═══ LISTED ENTRIES

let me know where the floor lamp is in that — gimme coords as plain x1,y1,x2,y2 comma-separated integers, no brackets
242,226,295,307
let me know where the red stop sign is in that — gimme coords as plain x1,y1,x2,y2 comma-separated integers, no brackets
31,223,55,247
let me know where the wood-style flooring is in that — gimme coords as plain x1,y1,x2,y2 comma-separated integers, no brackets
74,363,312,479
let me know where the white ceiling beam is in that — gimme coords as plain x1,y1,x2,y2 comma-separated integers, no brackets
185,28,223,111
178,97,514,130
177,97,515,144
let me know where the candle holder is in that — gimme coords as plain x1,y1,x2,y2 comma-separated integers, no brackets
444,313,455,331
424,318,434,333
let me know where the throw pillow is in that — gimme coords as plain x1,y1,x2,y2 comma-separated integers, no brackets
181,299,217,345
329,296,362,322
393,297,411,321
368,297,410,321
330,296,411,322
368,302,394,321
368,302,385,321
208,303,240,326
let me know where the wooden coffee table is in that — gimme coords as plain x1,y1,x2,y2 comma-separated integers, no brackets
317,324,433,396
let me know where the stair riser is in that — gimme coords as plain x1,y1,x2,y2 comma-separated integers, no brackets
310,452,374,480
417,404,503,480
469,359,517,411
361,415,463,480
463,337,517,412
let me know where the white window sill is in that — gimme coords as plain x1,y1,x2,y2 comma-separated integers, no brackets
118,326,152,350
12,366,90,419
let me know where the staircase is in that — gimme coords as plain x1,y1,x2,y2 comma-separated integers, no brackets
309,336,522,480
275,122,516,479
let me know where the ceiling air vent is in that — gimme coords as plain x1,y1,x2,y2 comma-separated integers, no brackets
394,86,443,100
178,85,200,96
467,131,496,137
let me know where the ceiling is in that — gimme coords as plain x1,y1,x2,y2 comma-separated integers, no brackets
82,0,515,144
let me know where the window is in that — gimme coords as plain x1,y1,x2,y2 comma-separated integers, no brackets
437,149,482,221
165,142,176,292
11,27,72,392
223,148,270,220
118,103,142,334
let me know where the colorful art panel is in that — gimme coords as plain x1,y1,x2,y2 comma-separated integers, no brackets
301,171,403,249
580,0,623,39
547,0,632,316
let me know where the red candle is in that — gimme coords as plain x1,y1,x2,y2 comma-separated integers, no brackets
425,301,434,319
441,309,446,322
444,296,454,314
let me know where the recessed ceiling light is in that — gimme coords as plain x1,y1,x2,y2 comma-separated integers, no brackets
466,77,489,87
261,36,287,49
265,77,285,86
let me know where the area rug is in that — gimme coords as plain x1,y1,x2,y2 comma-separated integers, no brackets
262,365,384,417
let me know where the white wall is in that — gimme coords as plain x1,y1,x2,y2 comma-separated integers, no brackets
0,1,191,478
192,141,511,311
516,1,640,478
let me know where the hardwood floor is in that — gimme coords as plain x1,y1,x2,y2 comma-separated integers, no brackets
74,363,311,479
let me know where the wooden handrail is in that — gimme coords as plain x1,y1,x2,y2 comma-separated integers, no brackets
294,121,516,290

══════

#### [REQUIREMENT]
Output all records verbatim.

#### [TASK RESPONSE]
let me know where the floor lamp is in that — gimme coords as plain x1,y1,x2,y2 comma-separated integers, no brackets
242,226,295,307
let me know where the red stop sign is in that — gimme coords as plain x1,y1,x2,y2 comma-separated integers, no brackets
31,223,55,247
let me know where the wood-style flooring is in that — gimme coords as plain x1,y1,x2,y2 comma-separated integers, no brackets
74,363,312,479
let me know where the white ceiling beam is in that — gimme coords as plain x1,y1,x2,y2 comma-separated integers, no brackets
185,28,223,111
178,97,514,130
177,97,515,144
let me know where the candle holder is in that — gimme coords as plain x1,y1,x2,y2 comma-separated integers, no brackets
444,313,455,331
424,318,434,333
let me know where the throw pillow is in that — gimme coords as plain x1,y1,x2,y2 comma-separated integers, no brackets
181,299,217,345
329,296,362,322
393,297,411,321
368,297,410,321
330,296,411,322
368,302,394,321
368,302,385,321
208,303,240,326
let me know where the wooden coffee table is in that — gimme coords as plain x1,y1,x2,y2 comma-separated integers, no brackets
317,324,433,396
let me know where the stair riser is in that — gimme coords as plain x1,y1,x2,y2 comma-separated integers, no brackets
310,452,374,480
417,404,503,480
469,359,517,411
361,415,463,480
463,337,517,412
let me know where the white window sill is in that — gimme coords as plain x1,y1,x2,y2 comma-separated integers, no brackets
118,326,152,350
12,366,90,419
let me know where the staircase is in that — gimme coords as plain x1,y1,x2,y2 comma-separated integers, no brackets
309,336,522,480
275,122,516,479
let me know where the ceiling air vent is in that — gimme coords as plain x1,y1,x2,y2 comma-separated integers, no brackets
394,86,443,100
178,85,200,96
467,131,496,137
let me know where the ceiling is in that — gimme coords as plain x1,y1,x2,y2 comma-separated integers, no brackets
82,0,515,144
let me know where the window is in that — gimme coords as plain x1,y1,x2,y2 comma-separated integers, no brackets
437,149,482,221
165,142,176,292
11,27,72,392
223,148,270,220
118,103,142,334
let me know where the colorful art panel is in that — gimme coords as plain x1,y1,x2,y2 comma-separated integers, no brackets
301,171,403,249
580,0,623,39
547,0,632,316
let me know where the red candle is in that — gimme coords as plain x1,y1,x2,y2 comma-separated integers, no brackets
425,301,434,319
441,309,446,322
444,296,454,314
let me know where the recessed ceiling light is in that — gimme coords as plain x1,y1,x2,y2 comma-separated integers, no brackets
466,77,489,87
261,36,287,49
265,77,285,86
let me know where the area rug is in that — gimme coords as plain x1,y1,x2,y2 comma-separated integers, no brackets
262,365,384,417
let me know where the white wall is in that — gimme coords as plain x1,y1,x2,y2 comma-separated integers, no brackets
0,1,191,478
192,141,511,311
516,1,640,478
let me know where the hardwood floor is in that — gimme coords as plain x1,y1,x2,y2 comma-separated integers, no brackets
74,363,311,479
let me know where the wooden handrail is in that — gimme coords as plain x1,y1,x2,y2 comma-separated integers, no brackets
294,121,516,290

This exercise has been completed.